(Entries from a pointing dataset)
------------------------------------------------------------------------
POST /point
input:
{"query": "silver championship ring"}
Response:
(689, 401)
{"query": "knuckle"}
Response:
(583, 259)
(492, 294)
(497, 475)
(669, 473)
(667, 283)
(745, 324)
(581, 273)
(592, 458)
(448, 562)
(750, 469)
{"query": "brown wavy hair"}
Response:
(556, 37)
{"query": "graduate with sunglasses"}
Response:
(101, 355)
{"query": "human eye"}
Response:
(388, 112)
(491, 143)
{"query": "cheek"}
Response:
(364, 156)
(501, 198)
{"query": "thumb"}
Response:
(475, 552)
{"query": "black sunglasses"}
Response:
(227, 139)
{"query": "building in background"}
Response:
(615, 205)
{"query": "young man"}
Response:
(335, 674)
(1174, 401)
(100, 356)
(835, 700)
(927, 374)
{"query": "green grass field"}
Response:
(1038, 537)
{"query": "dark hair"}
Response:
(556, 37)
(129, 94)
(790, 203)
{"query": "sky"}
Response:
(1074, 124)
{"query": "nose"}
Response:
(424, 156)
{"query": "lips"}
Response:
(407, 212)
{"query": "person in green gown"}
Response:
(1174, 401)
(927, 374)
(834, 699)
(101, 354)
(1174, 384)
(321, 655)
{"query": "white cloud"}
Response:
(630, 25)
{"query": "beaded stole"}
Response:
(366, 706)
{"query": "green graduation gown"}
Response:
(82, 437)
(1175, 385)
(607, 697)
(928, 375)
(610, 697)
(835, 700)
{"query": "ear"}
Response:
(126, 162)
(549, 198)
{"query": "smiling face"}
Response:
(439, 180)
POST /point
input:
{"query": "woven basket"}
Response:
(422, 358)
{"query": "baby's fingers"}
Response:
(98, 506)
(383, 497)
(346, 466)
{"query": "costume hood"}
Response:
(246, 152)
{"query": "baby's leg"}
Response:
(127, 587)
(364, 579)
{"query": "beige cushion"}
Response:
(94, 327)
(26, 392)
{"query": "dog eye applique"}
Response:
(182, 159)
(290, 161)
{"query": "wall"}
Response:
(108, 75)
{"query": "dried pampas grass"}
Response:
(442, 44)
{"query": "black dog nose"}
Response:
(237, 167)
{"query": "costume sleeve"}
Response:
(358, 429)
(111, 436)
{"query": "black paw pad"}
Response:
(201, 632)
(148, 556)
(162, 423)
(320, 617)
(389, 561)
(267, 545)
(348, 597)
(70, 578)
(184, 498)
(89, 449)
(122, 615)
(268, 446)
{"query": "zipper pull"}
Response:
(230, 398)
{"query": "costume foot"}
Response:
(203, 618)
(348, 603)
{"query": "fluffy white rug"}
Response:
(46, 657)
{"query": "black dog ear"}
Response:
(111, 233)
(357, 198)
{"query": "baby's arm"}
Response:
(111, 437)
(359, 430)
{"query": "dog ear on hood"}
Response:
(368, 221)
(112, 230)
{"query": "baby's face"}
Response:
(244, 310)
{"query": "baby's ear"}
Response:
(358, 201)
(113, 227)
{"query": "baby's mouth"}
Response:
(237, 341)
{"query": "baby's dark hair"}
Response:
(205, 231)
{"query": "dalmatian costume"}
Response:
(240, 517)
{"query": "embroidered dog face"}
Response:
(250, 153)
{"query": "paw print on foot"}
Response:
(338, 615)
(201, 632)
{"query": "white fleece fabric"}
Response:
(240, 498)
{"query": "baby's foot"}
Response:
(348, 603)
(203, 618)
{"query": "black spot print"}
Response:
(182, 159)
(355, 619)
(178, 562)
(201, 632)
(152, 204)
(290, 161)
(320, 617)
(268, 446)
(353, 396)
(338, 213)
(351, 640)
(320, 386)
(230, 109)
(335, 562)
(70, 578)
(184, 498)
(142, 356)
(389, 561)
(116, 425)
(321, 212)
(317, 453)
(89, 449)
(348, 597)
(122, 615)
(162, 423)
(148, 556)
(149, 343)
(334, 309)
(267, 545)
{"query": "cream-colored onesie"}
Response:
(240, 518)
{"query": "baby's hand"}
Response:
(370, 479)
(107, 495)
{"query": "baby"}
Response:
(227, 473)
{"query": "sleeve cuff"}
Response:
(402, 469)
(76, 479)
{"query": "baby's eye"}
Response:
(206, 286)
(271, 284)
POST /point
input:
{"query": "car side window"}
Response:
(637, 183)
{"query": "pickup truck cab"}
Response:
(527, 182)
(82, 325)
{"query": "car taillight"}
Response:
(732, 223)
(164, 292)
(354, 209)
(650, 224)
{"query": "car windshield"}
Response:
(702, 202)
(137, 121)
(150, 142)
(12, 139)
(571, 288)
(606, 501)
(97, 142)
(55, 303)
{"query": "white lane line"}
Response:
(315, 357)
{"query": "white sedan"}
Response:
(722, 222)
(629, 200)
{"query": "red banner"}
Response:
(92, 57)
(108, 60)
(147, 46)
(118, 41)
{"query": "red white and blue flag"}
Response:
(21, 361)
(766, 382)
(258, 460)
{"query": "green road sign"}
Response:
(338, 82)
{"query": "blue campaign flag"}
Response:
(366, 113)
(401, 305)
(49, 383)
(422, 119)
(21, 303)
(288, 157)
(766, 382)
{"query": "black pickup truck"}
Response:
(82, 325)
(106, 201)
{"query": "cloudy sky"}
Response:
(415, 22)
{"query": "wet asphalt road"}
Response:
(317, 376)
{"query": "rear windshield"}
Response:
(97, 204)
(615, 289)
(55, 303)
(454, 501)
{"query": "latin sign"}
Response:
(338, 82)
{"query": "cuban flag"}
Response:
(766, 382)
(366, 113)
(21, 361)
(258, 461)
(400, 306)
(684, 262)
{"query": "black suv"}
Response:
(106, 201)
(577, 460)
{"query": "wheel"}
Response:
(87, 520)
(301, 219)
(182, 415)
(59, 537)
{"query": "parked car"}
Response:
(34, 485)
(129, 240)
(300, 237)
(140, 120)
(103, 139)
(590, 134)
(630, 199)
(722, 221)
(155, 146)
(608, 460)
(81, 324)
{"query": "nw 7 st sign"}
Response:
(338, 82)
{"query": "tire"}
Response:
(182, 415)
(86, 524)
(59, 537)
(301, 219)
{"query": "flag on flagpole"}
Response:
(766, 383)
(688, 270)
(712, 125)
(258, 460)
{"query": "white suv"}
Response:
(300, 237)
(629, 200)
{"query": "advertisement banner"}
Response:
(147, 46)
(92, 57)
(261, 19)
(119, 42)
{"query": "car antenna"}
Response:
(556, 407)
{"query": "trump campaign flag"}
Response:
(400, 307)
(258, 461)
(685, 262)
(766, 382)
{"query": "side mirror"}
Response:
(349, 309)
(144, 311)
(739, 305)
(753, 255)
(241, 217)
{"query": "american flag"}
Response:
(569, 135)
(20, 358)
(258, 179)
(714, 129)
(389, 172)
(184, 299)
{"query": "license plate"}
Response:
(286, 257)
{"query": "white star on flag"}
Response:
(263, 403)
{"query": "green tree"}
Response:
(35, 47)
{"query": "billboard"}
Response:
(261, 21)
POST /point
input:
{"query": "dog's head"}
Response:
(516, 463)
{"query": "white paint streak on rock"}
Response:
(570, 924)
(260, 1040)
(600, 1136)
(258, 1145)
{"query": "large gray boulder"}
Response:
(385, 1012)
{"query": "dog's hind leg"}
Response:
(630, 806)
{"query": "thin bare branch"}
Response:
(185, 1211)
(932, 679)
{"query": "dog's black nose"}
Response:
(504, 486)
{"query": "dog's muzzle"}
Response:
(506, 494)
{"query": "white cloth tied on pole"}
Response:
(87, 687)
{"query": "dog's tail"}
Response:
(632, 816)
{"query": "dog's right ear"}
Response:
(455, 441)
------------------------------------------------------------------------
*SET TASK:* Word for word, quote all of the data above.

*RESPONSE TO THIS TASK:*
POST /point
input:
{"query": "silver championship ring"}
Response:
(689, 401)
{"query": "knuckle"}
Response:
(583, 259)
(492, 294)
(497, 475)
(669, 473)
(667, 283)
(745, 324)
(581, 273)
(592, 458)
(448, 562)
(750, 469)
{"query": "brown wavy hair"}
Response:
(556, 37)
{"query": "graduate with sunglasses"}
Response:
(101, 355)
{"query": "human eye"}
Response:
(388, 112)
(491, 143)
{"query": "cheek"}
Response:
(364, 156)
(501, 198)
{"query": "thumb"}
Response:
(475, 552)
{"query": "black sunglasses"}
Response:
(227, 139)
{"query": "building in background"}
Response:
(615, 205)
{"query": "young man"}
Response:
(335, 674)
(1174, 401)
(100, 356)
(835, 700)
(927, 374)
{"query": "green grass field"}
Response:
(1038, 537)
{"query": "dark hair"}
Response:
(556, 37)
(129, 94)
(790, 203)
{"query": "sky"}
Response:
(1074, 124)
{"query": "nose"}
Response:
(424, 156)
{"query": "lips"}
Response:
(407, 212)
{"query": "person in green gown"}
Response:
(1174, 401)
(927, 374)
(834, 699)
(101, 354)
(1174, 384)
(321, 655)
{"query": "white cloud"}
Response:
(630, 25)
{"query": "beaded stole"}
Response:
(366, 706)
{"query": "green graduation gown"}
Response:
(82, 437)
(1175, 385)
(607, 697)
(928, 375)
(610, 697)
(835, 700)
{"query": "ear"}
Response:
(126, 162)
(549, 198)
{"query": "smiling face"}
Response:
(439, 180)
POST /point
input:
{"query": "woven basket"}
Response:
(422, 358)
{"query": "baby's fingers"}
Response:
(98, 506)
(383, 497)
(346, 466)
{"query": "costume hood"}
Response:
(246, 152)
{"query": "baby's leg"}
Response:
(127, 587)
(364, 579)
{"query": "beige cushion"}
Response:
(94, 327)
(26, 392)
{"query": "dog eye applique"}
Response:
(182, 159)
(290, 161)
{"query": "wall"}
Response:
(108, 75)
{"query": "dried pampas grass"}
Response:
(442, 44)
{"query": "black dog nose"}
Response:
(237, 167)
{"query": "costume sleeve"}
Response:
(358, 429)
(111, 436)
{"query": "black paw pad"}
Response:
(201, 632)
(148, 556)
(162, 423)
(320, 617)
(389, 561)
(267, 545)
(348, 597)
(70, 578)
(184, 498)
(89, 449)
(122, 615)
(268, 446)
{"query": "zipper pull"}
Response:
(230, 398)
{"query": "costume foot"}
Response:
(203, 618)
(348, 603)
{"query": "fluffy white rug"}
Response:
(46, 657)
{"query": "black dog ear"}
Response:
(111, 233)
(357, 198)
{"query": "baby's arm"}
Response:
(111, 437)
(359, 430)
{"query": "dog ear on hood"}
Response:
(368, 221)
(112, 230)
{"query": "baby's face"}
Response:
(244, 310)
{"query": "baby's ear"}
Response:
(358, 201)
(113, 227)
{"query": "baby's mouth"}
Response:
(237, 341)
{"query": "baby's dark hair"}
Response:
(205, 231)
{"query": "dalmatian costume"}
Response:
(240, 517)
{"query": "embroidered dog face"}
Response:
(250, 153)
{"query": "paw print on foot"}
Response:
(338, 615)
(201, 632)
{"query": "white fleece fabric"}
Response:
(240, 498)
{"query": "baby's foot"}
Response:
(348, 603)
(203, 618)
{"query": "black spot print"}
Response:
(182, 159)
(355, 619)
(178, 562)
(201, 632)
(152, 204)
(290, 161)
(320, 617)
(268, 446)
(353, 396)
(338, 213)
(351, 640)
(320, 386)
(230, 109)
(335, 562)
(70, 578)
(184, 498)
(142, 356)
(389, 561)
(116, 425)
(321, 212)
(317, 453)
(89, 449)
(348, 597)
(122, 615)
(162, 423)
(148, 556)
(149, 343)
(334, 309)
(267, 545)
{"query": "cream-colored onesie"}
Response:
(240, 518)
{"query": "baby's hand"}
Response:
(370, 479)
(107, 495)
{"query": "baby"}
Response:
(227, 473)
{"query": "sleeve cuff"}
Response:
(402, 469)
(76, 479)
{"query": "baby's eye"}
Response:
(206, 286)
(271, 284)
POST /point
input:
{"query": "car side window"}
Response:
(637, 183)
{"query": "pickup truck cab"}
Response:
(527, 182)
(82, 325)
{"query": "car taillight"}
Response:
(732, 223)
(164, 292)
(354, 209)
(650, 224)
{"query": "car windshield"}
Response:
(702, 202)
(137, 121)
(150, 142)
(12, 139)
(571, 288)
(606, 501)
(97, 142)
(55, 303)
{"query": "white lane line"}
Response:
(315, 357)
{"query": "white sedan"}
Response:
(722, 222)
(629, 200)
{"query": "red banner"}
Response:
(92, 57)
(108, 60)
(147, 46)
(118, 41)
{"query": "red white and blue flag"}
Response:
(21, 361)
(766, 382)
(258, 460)
{"query": "green road sign"}
Response:
(338, 82)
{"query": "blue campaign flag"}
Response:
(366, 113)
(401, 305)
(49, 383)
(422, 119)
(21, 303)
(288, 157)
(766, 382)
{"query": "black pickup truck"}
Response:
(82, 325)
(106, 201)
{"query": "cloudy sky"}
Response:
(415, 22)
{"query": "wet asphalt road"}
Response:
(317, 376)
{"query": "rear windshield"}
Response:
(97, 204)
(615, 289)
(55, 303)
(454, 501)
{"query": "latin sign"}
Response:
(338, 82)
{"query": "cuban flag"}
Response:
(766, 382)
(366, 113)
(21, 361)
(258, 461)
(400, 306)
(684, 262)
{"query": "black suv"}
Response:
(106, 201)
(577, 460)
{"query": "wheel"}
Response:
(87, 520)
(301, 219)
(182, 415)
(59, 537)
{"query": "parked car"}
Response:
(34, 485)
(129, 240)
(300, 237)
(140, 120)
(103, 139)
(590, 134)
(630, 199)
(722, 221)
(155, 146)
(608, 460)
(81, 324)
{"query": "nw 7 st sign"}
Response:
(338, 82)
{"query": "tire"}
Response:
(182, 415)
(86, 524)
(59, 537)
(301, 219)
{"query": "flag on flagpole"}
Response:
(766, 383)
(688, 270)
(712, 125)
(258, 460)
{"query": "white suv"}
Response:
(300, 237)
(629, 200)
{"query": "advertisement banner"}
Response:
(147, 46)
(92, 57)
(261, 19)
(119, 42)
{"query": "car antenna"}
Response:
(556, 407)
{"query": "trump campaign flag"}
Response:
(400, 307)
(258, 461)
(685, 262)
(766, 382)
{"query": "side mirror"}
Response:
(349, 309)
(144, 311)
(739, 305)
(753, 255)
(241, 217)
{"query": "american flag"}
Response:
(569, 135)
(20, 358)
(258, 179)
(714, 129)
(389, 172)
(184, 299)
{"query": "license plate"}
Response:
(286, 257)
{"query": "white star on flag"}
Response:
(263, 403)
{"query": "green tree"}
Response:
(35, 47)
{"query": "billboard"}
Response:
(261, 21)
POST /point
input:
{"query": "dog's head"}
Response:
(516, 463)
{"query": "white paint streak on rock"}
Response:
(570, 924)
(260, 1040)
(600, 1136)
(258, 1145)
{"query": "large gray boulder"}
Response:
(385, 1012)
{"query": "dog's hind leg"}
Response:
(630, 806)
{"query": "thin bare branch"}
Response:
(185, 1211)
(932, 679)
{"query": "dog's black nose"}
Response:
(504, 486)
{"query": "dog's muzzle"}
Response:
(506, 494)
{"query": "white cloth tied on pole"}
Response:
(87, 687)
{"query": "dog's tail"}
Response:
(632, 816)
{"query": "dog's right ear"}
Response:
(455, 441)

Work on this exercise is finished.